Lesetext:
-=-=-

Aurora im Interview: „Die Jugend hat am meisten Hoffnung“

© Vincent Arbelet

Mit ihrem Song „Queendom“ brachte die 23-jährige Aurora im letzten Jahr ihre Message auf den Punkt: „You have a home in my Queendom“ singt sie und öffnet damit die Arme für alle, die in ihrem Leben einen Platz suchen, an dem sie sich aufgehoben fühlen können. Wenn man Aurora persönlich trifft, dann spürt man schnell, dass ihr diese Message eine echte Herzensangelegenheit ist. Ihre Fans sind ihre Familie, erzählt sie mir, als wir beim Pitchfork Music Festival in Paris im Backstage Bereich sitzen, während draußen in der Novemberkälte schon die ersten Aurora Fans warten, um ihr später beim Konzert so nah wie möglich zu sein. Da mir so etwas immer nahe geht, weiß ich es wirklich zu schätzen, dass wir beide 20 Minuten zusammen sitzen und uns unterhalten können, sehr entspannt und inspiriert zugleich und mit einem sofortigen Draht zueinander. Aurora spricht leise und mit Bedacht, aber auch mit viel Leidenschaft. Wenn ihr etwas besonders am Herzen liegt, beugt sie sich nach vorne und legt mir die Hand aufs Knie. Man möchte wirklich sehr gerne Teil ihres Queendoms sein. 

Erzähl mir, wie war dein Jahr insgesamt? Es ist ja fast vorbei.

Es war alles sehr aufregend. Ich hätte gar nicht gedacht, dass ich so beschäftigt sein würde. Teil 2 meines Albums habe ich plötzlich so schnell herausgebracht, und schon bin ich wieder auf Tour gegangen. Es war ein sehr langes Jahr… Im Januar haben wir Europa getourt, im Februar Nordamerika, dann waren wir in Australien, Südamerika, dann der Festivalsommer. Zuletzt habe ich 30 Shows in Norwegen gespielt, viele kleine Städte. Jetzt sind wir hier. Im Anschluss bin ich noch einmal zwei Wochen in England, dann geht es nach Asien. Dann noch ein paar Shows in Norwegen, und dann ist Weihnachten.

Das alles noch vor Weihnachten?

Wie gesagt, es ist ein sehr aufregendes Jahr (lacht). Man kann vieles schaffen, wenn man sich darauf einstellt hart zu arbeiten. Solang man sich dessen bewusst ist was auf einen zukommt, ist es okay. Du musst gut essen, zwischendrin Kraft schöpfen und vor allem dir selbst viel Liebe geben. Auf Tour hilft es mir sehr, Bücher zu lesen. Ich liebe es, alte Fantasybücher zu lesen. Wunderschöne, aufregende Bücher. Ich liebe es, in diese Welt abzutauchen. Das gibt meinem Geist Frieden. Es wird alles gut gehen. Ich verspreche es (lacht).

-=-=-

Arbeitsaufträge:
1/ Beantworte diese Fragen zum Interview mit Aurora:
(a) Wie alt ist Aurora laut der Einleitung?
(b) Auf welchem Festival findet das Gespräch statt, und in welcher Stadt?
(c) Wie viele Shows hat Aurora zuletzt in Norwegen gespielt?
2/ Setze das Interview mit Aurora im Anschluss an seinen letzten Satz fort.

Datensatz:
-=-=-

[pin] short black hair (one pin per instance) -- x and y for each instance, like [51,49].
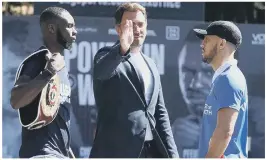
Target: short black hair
[51,13]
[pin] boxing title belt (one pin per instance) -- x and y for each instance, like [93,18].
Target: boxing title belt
[44,108]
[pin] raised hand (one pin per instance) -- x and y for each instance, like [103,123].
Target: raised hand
[55,62]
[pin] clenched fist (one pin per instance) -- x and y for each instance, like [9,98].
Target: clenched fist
[55,62]
[126,36]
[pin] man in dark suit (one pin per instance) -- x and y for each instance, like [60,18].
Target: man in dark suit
[132,118]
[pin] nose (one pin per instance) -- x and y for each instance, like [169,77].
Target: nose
[136,28]
[75,32]
[202,45]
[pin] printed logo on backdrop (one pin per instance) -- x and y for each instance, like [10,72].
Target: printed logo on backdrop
[258,39]
[87,29]
[176,5]
[81,57]
[172,32]
[152,33]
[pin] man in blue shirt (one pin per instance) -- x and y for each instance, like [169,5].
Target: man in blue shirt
[224,126]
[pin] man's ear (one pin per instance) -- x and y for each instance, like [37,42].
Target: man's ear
[51,28]
[222,44]
[118,30]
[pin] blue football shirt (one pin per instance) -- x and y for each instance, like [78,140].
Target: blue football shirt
[229,89]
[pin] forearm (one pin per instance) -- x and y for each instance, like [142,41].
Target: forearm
[218,143]
[106,64]
[24,93]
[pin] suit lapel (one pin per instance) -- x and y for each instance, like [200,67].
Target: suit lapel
[138,74]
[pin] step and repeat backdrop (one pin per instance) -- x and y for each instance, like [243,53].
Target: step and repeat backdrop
[176,51]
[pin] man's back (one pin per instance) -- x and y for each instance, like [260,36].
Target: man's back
[54,138]
[232,82]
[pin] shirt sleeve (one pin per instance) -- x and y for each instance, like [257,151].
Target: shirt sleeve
[228,93]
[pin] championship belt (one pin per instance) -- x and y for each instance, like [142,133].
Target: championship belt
[44,108]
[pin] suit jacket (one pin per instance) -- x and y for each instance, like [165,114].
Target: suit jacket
[123,114]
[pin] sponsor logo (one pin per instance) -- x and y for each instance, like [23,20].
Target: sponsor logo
[258,39]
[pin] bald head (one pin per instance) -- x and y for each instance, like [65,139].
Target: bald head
[51,14]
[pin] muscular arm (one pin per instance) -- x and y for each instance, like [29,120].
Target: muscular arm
[29,84]
[107,60]
[163,127]
[223,132]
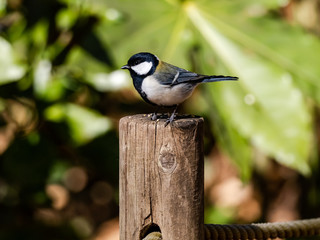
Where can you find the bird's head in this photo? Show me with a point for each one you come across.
(142, 64)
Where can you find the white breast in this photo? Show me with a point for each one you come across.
(166, 95)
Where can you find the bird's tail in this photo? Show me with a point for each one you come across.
(218, 78)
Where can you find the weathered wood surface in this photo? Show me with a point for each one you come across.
(161, 177)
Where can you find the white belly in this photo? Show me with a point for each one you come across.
(166, 95)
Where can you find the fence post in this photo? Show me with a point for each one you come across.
(161, 178)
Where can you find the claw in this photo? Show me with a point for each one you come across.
(154, 116)
(172, 117)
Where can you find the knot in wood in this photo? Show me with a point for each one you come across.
(167, 159)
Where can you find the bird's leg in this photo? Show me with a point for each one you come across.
(173, 115)
(154, 115)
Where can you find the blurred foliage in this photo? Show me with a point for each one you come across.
(62, 94)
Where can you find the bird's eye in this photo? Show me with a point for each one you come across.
(137, 61)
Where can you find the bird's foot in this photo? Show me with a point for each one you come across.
(154, 116)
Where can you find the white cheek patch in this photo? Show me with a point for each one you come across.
(142, 68)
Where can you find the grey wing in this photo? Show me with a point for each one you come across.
(172, 75)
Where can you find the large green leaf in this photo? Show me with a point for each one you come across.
(265, 106)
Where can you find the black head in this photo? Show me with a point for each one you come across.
(142, 64)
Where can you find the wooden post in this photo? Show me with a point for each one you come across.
(161, 178)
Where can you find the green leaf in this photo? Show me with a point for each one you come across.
(10, 71)
(264, 106)
(85, 124)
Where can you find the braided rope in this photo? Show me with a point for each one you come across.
(262, 231)
(258, 231)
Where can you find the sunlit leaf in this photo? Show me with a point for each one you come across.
(265, 105)
(10, 71)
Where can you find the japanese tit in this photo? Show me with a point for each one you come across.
(162, 84)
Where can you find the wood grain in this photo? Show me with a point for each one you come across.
(161, 177)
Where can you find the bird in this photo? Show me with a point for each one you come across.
(165, 85)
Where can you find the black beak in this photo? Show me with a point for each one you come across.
(125, 67)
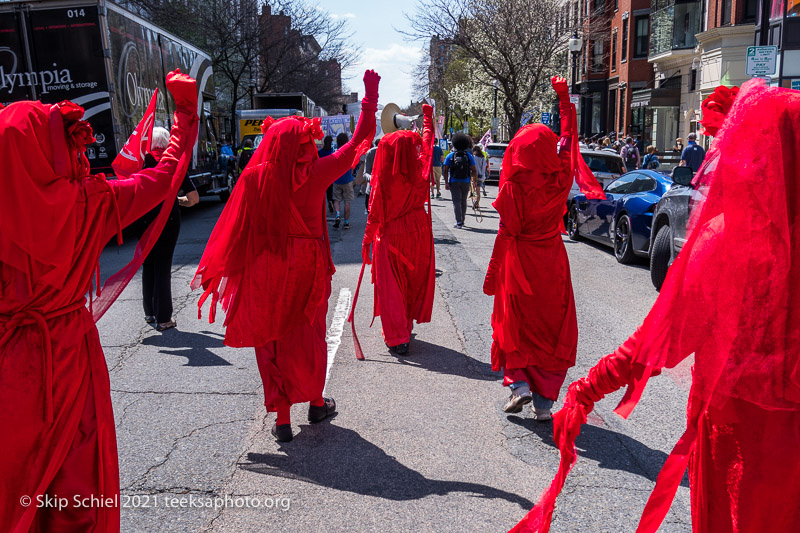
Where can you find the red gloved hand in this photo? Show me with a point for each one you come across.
(371, 81)
(183, 89)
(560, 86)
(365, 252)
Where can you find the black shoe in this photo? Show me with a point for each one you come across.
(400, 349)
(282, 433)
(317, 414)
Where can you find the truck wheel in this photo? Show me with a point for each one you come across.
(623, 247)
(229, 182)
(660, 256)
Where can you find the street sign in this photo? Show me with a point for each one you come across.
(761, 60)
(545, 118)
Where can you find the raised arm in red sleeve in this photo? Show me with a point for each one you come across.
(330, 168)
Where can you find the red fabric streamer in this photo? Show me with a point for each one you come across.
(730, 299)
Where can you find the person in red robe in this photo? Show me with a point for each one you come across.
(535, 327)
(268, 261)
(732, 299)
(55, 219)
(400, 234)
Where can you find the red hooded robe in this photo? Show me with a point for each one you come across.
(399, 230)
(732, 299)
(55, 219)
(534, 320)
(268, 261)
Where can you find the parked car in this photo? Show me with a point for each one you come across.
(624, 219)
(495, 151)
(671, 216)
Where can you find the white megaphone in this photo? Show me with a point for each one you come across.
(392, 119)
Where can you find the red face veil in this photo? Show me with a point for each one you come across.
(41, 147)
(256, 216)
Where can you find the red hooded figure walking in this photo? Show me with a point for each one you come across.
(55, 219)
(399, 231)
(534, 321)
(731, 299)
(268, 261)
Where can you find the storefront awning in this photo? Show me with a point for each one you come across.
(656, 98)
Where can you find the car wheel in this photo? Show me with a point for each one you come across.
(660, 256)
(572, 223)
(623, 249)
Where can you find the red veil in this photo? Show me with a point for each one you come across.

-=-=-

Lösungen:
1/
(a) Sie ist 23 Jahre alt.
(b) Es findet beim Pitchfork Music Festival in Paris statt.
(c) Sie hat 30 Shows gespielt.

2/
Jetzt hast du meine nächste Frage quasi schon beantwortet. Wie findet man bei so einem unglaublichen Zeitplan einen Safe Place für sich selber, wo man es sich gutgehen lässt?

Bücher, eindeutig. Außerdem, immer wenn ich Bäume sehe versuche ich dorthin zu gehen… (schweigt und überlegt lange). Es ist seltsam. Um zur Ruhe zu kommen braucht man nicht unbedingt einen ruhigen Ort. Seine Augen schließen und fünf Minuten lang meditieren kann man überall. Ich meditiere nicht wirklich, aber ich bin ganz gut darin geworden, die Welt ein paar Minuten lang auszublenden. Das ist sehr hilfreich. Ich arbeite ja in der Regel abends. Dann schläft man tagsüber und fängt um 9 oder 10 abends an zu arbeiten. Das ist ein seltsamer Zeitplan. Bevor ich auf die Bühne gehe, fühle ich mich oft sehr müde. Aber auf der Bühne zu stehen ist gleichzeitig Arbeit und Auszeit für mich. Manchmal bin ich krank. Im Moment habe ich in beiden Beinen eine Entzündung in den Muskeln, weil ich so viel tanze. Beim Laufen tut es sehr weh. Aber sobald ich auf der Bühne stehe und tanze, vergesse ich es. Ich weiß nicht wo die Energie her kommt. Natürlich aus der Musik. Sie ist ein ewiger Quell der Jugend. 

Du bekommst bestimmt viel zu wenig Sonne ab.

Das tue ich. Wie du siehst (lacht).

Du bist aber auch ein heller Typ.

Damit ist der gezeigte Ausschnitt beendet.